» Reading passage
+++

When the big asteroid hit Mexico 66 million years ago, it set off wildfires, tsunamis and massive clouds of dust that darkened the skies, killed much of Earth’s plant life and triggered a chain of ecological catastrophes that led to the rapid extinction of most of the dinosaurs.
But some life survived, including mammals that may have taken refuge in burrows and scavenged. There were also many small, feathered, hollow-boned dinosaur species that somehow survived. Their descendants are still with us today — around 10,000 species of small, feathered, hollow-boned animals that we call birds.
The category of “reptiles” contains birds. Lizards, snakes, crocodiles and turtles are commonly classified as reptiles because they all share a common ancestor, some scaly, cold-blooded creature that evolved almost 300 million years ago. From that ancestor, the turtles split off very early, soon after the mammals. Mammals evolved from an early reptile long before there were dinosaurs. If turtles and dinosaurs are reptiles, then birds must be also because they have the same reptile ancestor in common.
Eventually dinosaurs evolved and dominated Earth for almost 200 million years. Some dinosaurs in the group called theropods, which contained the fearsome Tyrannosaurus rex, had fuzzy little feathers. Therapods included small, flighted, bird-like dinosaurs with proper feathers, and they survived the Crash of 66 — the Cretaceous-Paleogene extinction event that occurred 66 million years ago.
We know this all from fossil evidence. First, there was the discovery of archaeopteryx, which is a pigeon-sized dinosaur with many bird-like characteristics, including very modern-looking wing feathers and a wishbone, but also a long, heavy tailbone, a mouthful of teeth, and clawed hands like a dinosaur. Archaeopteryx lived about 150 million years ago, but there were other birdlike dinosaurs even before that. The discovery of archaeopteryx in 1860 was a sensation, coming as it did just a year after the publication of Darwin’s incredibly controversial book “On the Origin of the Species by Means of Natural Selection.”

+++

» Natural language descriptions of regions
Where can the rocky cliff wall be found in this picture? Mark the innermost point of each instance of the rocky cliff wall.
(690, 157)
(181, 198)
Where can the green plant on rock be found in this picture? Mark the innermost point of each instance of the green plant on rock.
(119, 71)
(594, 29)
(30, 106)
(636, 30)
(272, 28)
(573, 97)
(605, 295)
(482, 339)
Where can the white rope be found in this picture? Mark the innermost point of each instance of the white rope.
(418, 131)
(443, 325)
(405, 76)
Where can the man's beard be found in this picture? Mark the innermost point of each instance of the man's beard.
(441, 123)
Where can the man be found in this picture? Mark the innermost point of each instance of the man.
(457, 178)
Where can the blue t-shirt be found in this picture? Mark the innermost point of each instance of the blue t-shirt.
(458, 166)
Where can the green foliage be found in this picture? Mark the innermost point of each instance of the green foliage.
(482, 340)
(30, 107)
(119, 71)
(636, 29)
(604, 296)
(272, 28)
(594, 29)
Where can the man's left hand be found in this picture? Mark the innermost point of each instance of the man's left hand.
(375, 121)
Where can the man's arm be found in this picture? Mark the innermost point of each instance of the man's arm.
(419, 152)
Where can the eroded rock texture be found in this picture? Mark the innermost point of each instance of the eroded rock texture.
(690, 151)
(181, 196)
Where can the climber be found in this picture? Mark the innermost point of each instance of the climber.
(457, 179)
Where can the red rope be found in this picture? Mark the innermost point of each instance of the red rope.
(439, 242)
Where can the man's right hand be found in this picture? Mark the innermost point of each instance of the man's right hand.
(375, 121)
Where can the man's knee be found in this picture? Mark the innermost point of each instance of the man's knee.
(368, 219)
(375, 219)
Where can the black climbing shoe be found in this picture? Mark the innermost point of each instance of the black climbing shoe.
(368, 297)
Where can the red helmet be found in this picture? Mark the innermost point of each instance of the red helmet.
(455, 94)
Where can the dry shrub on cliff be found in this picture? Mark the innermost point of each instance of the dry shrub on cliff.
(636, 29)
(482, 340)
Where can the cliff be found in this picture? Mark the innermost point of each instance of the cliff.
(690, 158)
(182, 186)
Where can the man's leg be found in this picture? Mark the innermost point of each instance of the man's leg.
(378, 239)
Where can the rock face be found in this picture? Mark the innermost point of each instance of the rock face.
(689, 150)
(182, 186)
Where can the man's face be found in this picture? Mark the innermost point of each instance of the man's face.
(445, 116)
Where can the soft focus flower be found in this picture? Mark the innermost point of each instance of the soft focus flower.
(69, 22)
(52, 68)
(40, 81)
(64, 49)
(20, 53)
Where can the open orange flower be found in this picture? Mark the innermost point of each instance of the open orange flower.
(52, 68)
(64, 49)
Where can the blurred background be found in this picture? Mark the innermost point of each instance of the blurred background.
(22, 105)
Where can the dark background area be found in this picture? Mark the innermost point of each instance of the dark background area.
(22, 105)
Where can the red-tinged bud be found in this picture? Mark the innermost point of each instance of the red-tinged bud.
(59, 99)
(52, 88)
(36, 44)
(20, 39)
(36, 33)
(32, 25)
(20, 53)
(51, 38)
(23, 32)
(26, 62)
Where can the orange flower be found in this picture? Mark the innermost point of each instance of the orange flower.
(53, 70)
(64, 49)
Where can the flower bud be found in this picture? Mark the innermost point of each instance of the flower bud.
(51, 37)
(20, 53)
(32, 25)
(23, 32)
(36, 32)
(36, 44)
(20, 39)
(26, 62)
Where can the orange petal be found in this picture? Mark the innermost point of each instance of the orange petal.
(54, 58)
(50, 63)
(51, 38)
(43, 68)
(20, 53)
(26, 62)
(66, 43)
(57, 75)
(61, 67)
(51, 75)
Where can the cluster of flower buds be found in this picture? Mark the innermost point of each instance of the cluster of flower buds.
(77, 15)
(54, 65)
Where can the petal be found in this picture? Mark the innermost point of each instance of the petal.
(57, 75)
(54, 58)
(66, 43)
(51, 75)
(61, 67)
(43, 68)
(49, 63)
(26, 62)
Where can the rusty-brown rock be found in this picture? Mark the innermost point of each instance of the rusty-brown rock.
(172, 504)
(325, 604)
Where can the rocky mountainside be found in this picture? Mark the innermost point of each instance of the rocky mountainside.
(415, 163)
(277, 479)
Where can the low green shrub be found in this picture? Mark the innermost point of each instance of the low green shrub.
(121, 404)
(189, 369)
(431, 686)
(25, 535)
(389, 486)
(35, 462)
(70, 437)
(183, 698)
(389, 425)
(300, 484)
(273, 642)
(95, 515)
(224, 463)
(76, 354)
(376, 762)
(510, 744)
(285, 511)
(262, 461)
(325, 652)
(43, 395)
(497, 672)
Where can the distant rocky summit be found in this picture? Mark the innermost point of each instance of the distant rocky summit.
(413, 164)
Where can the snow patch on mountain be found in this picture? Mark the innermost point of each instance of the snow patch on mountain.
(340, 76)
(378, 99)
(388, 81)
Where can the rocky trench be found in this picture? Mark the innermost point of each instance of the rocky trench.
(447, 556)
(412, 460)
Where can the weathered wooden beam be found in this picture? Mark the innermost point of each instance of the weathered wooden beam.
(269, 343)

+++

» Problems to solve
A. Summarize the passage on dinosaurs and birds in three sentences.
B. Continue the passage on dinosaurs and birds from the point where it stops.

» Solved tasks
A. The asteroid that struck Mexico 66 million years ago set off a chain of ecological catastrophes that rapidly wiped out most of the dinosaurs, yet some life survived, including many small, feathered, hollow-boned dinosaur species whose descendants are today's birds. Birds belong among the reptiles because they share the same ancestor as lizards, snakes, crocodiles and turtles, and they descend from theropods, the group of dinosaurs that included Tyrannosaurus rex. This history is known from fossil evidence, beginning with archaeopteryx, a pigeon-sized dinosaur with bird-like features whose discovery in 1860 caused a sensation.

B.
Darwin laid out with painstaking detail what is still our modern understanding of evolution by gradual change of one species to another. He challenged the common understanding that God had made all creatures and suggested that, instead, each form of life had evolved from something older, through gradual changes that helped it survive better in a changing environment. As if made to order, a fossilized archaeopteryx feather appeared the next year on a slab of quarried limestone, and then a whole skeleton of something that looked exactly like a dinosaur evolving into a bird.
But archaeopteryx went extinct and is not the ancestor of modern birds, just one of many feathered dinosaurs that resembled birds. Science’s obsession with archaeopteryx was a bit of a diversion and may be the reason that our current understanding of birds as dinosaurs required another century to become accepted as fact.
Other bird-like dinosaurs survived and are still with us today, entertaining at our bird feeders, providing a meal at Thanksgiving, migrating to the tropics at night over our illuminated cities, serving as fierce national icons or the symbol of peace, inspiring artists. Semantics aside, these are dinosaurs.